- [TASK BRIEF]
Answer these from the text on pulling ATT&CK techniques out of threat reports:
(a) How many LLM backbones were used to show the method works across models?
(b) What macro-F1 score did the method reach on TTPrint-Bench?
(c) In the divergent phase, what are reports broken down into?

- [DOCUMENT EXCERPT]
--------------------------------

🤖 AI Summary
This study addresses the high false-negative rates and unsupported annotations prevalent in extracting MITRE ATT&CK Tactics, Techniques, and Procedures (TTPs) from cyber threat intelligence reports. To tackle these issues, the authors propose a two-stage verification framework that emulates the workflow of human analysts: first, a large language model (LLM) broadly generates candidate TTPs; then, only those with explicit textual evidence are retained through dual verification involving deterministic snippet localization and alignment with official MITRE definitions. The work introduces two high-quality evaluation datasets, TRAM-Clean and TTPrint-Bench, and demonstrates the method’s generalizability across six LLM backbones. Experimental results show macro F1 scores of 76.48% and 87.39% on the respective datasets, representing improvements of 63.5% and 29.4% over the best-performing baseline, thereby substantially advancing the accuracy and robustness of document-level TTP extraction.
📝 Abstract
Extracting MITRE ATT&CK techniques from cyber threat intelligence (CTI) reports is an open-set, multi-label problem requiring both high recall (not missing techniques) and high precision (not hallucinating unsupported ones). Existing methods--rule-based, supervised, and LLM-based--struggle to achieve both: rule-based and supervised approaches lack generalizability across diverse attack descriptions, while LLM-based approaches that couple candidate generation and validation within a single inference step suffer from limited recall and precision simultaneously. We propose TTPrint, which addresses this challenge through a diverge-then-converge design inspired by how human analysts work: first extracting broadly, then verifying rigorously. In the divergent phase, reports are decomposed into atomic behaviors and candidate techniques are proposed broadly. A deterministic span localization stage then anchors each candidate to a specific evidence window in the source text. A convergent verification stage retains only candidates supported by both the localized evidence and the authoritative MITRE definition. We contribute two evaluation resources--a cleaned TRAM benchmark (TRAM-Clean) and a new annotated dataset (TTPrint-Bench)--to address known annotation noise in existing benchmarks and elevate the task to document-level TTP extraction. On TRAM-Clean and TTPrint-Bench, TTPrint achieves 76.48% and 87.39% macro-F1 respectively, outperforming the leading baseline by 63.5% and 29.4%. A multi-backbone analysis across six LLMs and a threshold sensitivity study further demonstrate generalizability across model choices and provide practical guidance for parameter selection.

--------------------------------

(Data extracted from a collection)
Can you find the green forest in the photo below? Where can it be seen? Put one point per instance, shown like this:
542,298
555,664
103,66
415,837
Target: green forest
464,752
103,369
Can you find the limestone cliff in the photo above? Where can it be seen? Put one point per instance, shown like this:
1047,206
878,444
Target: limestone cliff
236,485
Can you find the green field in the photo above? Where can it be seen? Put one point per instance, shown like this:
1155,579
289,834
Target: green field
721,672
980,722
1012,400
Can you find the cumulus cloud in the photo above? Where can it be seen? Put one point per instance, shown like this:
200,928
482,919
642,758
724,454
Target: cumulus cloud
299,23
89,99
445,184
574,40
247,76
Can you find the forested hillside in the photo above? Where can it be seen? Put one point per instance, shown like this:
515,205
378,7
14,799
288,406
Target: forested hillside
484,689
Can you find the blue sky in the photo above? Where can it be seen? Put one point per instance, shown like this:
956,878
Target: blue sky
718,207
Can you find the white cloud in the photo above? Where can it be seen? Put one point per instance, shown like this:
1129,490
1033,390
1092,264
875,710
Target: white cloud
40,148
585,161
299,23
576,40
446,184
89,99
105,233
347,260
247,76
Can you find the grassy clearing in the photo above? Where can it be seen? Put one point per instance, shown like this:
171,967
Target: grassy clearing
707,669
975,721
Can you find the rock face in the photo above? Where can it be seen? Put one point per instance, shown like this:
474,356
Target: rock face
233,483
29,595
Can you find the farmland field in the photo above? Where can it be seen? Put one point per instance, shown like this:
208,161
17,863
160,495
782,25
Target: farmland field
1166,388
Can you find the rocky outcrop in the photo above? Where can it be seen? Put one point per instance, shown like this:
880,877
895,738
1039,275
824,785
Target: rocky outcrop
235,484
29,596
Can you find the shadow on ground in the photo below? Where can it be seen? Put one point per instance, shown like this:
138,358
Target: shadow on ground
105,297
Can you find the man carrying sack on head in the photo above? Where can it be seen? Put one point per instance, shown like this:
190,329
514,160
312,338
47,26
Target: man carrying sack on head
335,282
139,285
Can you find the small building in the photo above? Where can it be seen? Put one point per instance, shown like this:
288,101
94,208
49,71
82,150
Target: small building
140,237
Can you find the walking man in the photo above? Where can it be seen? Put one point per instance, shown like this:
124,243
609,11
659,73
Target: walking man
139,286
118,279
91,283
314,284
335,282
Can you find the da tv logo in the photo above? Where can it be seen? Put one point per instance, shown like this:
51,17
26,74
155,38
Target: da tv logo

--------------------------------

- [ANSWER SPACE]
(a) Six
(b) 87.39%
(c) Atomic behaviors